Given passage:
-- Begin --

No - no one ever said anything like that. The additions don't prevent
older applications from running. Its still backwards compatible. So,
if you can run old apps on the new OS, then you don't have to reboot.
> Same thing that happened with other OS, (linux, see gtk2 vs gtk1 as
> someone mentioned earlier), same with macos and windows XP.
You really need a better example!
You keep saying stuff like this, but its not true! GTK1 applications
run under Gnome2/GTK2 just fine. If one had to reboot to run XMMS (a
GTK1 application), than I can guarantee it would have been forked and
rewritten by now (actually it has, but XMMS has more plugins than the
fork) but it runs just fine, so it stays. So, thanks for the example
that proves my point. XMMS would have to be rewritten to be GTK2
compatible and use GTK2 features, but it still runs with no changes, no
reboots, no logging out - just double-click and mp3 and up pops XMMS.
Also, GTK2 was done because of shortcomings in GTK1. GTK2 is faster and
more efficient, has way more features for the developer, and therefore
the user, and application development increased dramatically when GTK2
came out. Thats what we want to do with XaAES.
GTK3 should be coming out soon! They're cleaning up incompatible APIs
and the 4 ways to write fonts, and 3 different canvas widgets and 20
different ways of handling graphics and using Cairo for all of it, and
it will break binary API again. Apps will have to be rewritten to work
with GTK3, but GTK2 will still be there, and GTK2 apps will still run
without rebooting. Thats what we want to do with XaAES.
Thats the sort of upgrade we're talking about. New API, needs new stuff
to work, new features, but old apps will continue to run.
> If you want to run all your applications (old and new), you will need
> to reboot to change your OS.
Not *MY* OS. How can you make such a statement when I'm currently
running everything I need to, and my boot menu has nothing on it but my
main OS and an emergency partition with some rescue tools (I'm a Unix
Admin so I'm careful)! I have stuff (somewhere) that goes back to Linux
pre-1.0 days, back when I still had an STe, and it will run on newer
systems providing you have the libraries around that it was meant to
link with.
> This is fairly clear and simple, yet you always find a comeback to
> continue arguing.
>
> Obviously I am missing something, so I'll stfu.
Here's what you are missing. I do NOT reboot to run an older
application. Not ever!! I don't believe its acceptable to do so.
Thats the one point you keep missing. You keep saying that its some
impossible utopia, but thats the situation I have RIGHT NOW.
But yet, you call me a liar and tell me STFU. Evidently I struct a
nerve if you lash out and tell me to STFU, and I stand by my accusation
of some sort of insanity or mental disorder.

-- End --

Goal: Please repeat the reply about GTK and XaAES from "Here's what you" up to and including "or mental disorder.", substituting "restart" for "reboot".

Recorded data
-- Begin --

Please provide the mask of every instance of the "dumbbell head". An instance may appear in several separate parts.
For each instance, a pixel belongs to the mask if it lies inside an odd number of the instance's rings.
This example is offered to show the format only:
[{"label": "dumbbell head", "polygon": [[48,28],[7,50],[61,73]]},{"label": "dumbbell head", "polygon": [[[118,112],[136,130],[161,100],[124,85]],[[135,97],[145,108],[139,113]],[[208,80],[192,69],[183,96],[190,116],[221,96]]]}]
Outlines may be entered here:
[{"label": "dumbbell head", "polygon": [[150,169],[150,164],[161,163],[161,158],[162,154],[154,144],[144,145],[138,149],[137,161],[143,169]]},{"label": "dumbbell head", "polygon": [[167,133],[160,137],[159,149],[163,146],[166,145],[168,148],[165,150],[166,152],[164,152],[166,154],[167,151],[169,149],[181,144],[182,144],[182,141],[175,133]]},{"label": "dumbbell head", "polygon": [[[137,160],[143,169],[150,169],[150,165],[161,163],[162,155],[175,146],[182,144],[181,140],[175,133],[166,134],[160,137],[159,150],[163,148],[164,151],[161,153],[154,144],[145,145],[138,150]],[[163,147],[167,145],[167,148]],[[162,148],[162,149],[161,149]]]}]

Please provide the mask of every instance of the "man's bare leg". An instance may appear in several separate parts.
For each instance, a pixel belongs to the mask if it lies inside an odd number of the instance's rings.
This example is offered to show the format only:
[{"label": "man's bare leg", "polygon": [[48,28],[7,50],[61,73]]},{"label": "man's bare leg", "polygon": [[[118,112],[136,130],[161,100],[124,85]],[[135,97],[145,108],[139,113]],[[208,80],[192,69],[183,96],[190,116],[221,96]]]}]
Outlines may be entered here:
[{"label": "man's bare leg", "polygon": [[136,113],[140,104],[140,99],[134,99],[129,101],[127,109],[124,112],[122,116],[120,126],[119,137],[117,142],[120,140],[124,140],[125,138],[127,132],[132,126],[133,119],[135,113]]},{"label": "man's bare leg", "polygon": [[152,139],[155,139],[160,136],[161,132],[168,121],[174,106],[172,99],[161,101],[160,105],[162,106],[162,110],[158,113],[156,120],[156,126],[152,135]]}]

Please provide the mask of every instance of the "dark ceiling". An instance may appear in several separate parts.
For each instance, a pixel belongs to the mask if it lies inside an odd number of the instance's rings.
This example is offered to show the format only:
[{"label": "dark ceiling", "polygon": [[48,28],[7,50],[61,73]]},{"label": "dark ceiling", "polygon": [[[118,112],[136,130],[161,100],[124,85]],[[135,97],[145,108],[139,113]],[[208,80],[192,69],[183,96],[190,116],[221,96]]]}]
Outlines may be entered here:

-- End --

Completed task:
Here's what you are missing. I do NOT restart to run an older
application. Not ever!! I don't believe its acceptable to do so.
Thats the one point you keep missing. You keep saying that its some
impossible utopia, but thats the situation I have RIGHT NOW.
But yet, you call me a liar and tell me STFU. Evidently I struct a
nerve if you lash out and tell me to STFU, and I stand by my accusation
of some sort of insanity or mental disorder.